### THE TASK
Produce the full set of records below once more, exactly as they stand.

####

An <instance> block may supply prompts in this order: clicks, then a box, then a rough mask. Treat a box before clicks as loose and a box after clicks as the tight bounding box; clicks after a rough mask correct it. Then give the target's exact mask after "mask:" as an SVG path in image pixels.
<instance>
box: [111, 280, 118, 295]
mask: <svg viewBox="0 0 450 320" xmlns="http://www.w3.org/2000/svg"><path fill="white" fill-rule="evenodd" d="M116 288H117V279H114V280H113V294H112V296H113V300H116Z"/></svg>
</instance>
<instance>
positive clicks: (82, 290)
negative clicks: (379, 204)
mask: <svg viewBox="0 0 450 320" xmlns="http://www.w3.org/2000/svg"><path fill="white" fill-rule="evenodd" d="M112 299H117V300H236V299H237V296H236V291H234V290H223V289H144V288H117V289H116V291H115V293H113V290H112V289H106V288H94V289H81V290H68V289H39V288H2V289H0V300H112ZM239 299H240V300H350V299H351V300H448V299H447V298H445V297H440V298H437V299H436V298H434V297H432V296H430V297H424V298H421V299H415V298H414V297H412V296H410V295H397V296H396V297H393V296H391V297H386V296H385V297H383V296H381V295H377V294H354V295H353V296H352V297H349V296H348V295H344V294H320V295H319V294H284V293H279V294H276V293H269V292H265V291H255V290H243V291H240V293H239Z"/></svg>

####

### RESPONSE TO THE EXERCISE
An <instance> block may supply prompts in this order: clicks, then a box, then a rough mask. Treat a box before clicks as loose and a box after clicks as the tight bounding box; clicks after a rough mask correct it. Then give the target's exact mask after "mask:" as an SVG path in image pixels.
<instance>
box: [111, 280, 118, 295]
mask: <svg viewBox="0 0 450 320" xmlns="http://www.w3.org/2000/svg"><path fill="white" fill-rule="evenodd" d="M116 288H117V279H114V280H113V294H112V296H113V300H116Z"/></svg>
</instance>
<instance>
positive clicks: (82, 290)
negative clicks: (379, 204)
mask: <svg viewBox="0 0 450 320" xmlns="http://www.w3.org/2000/svg"><path fill="white" fill-rule="evenodd" d="M112 299H117V300H236V299H237V296H236V291H234V290H223V289H144V288H117V289H116V291H115V293H113V290H112V289H106V288H94V289H81V290H68V289H39V288H2V289H0V300H112ZM239 299H240V300H350V299H351V300H448V299H447V298H445V297H440V298H437V299H436V298H434V297H432V296H430V297H424V298H421V299H415V298H414V297H412V296H410V295H397V296H396V297H393V296H391V297H386V296H385V297H383V296H381V295H377V294H354V295H353V296H352V297H349V296H348V295H344V294H320V295H319V294H284V293H279V294H276V293H269V292H265V291H255V290H243V291H240V293H239Z"/></svg>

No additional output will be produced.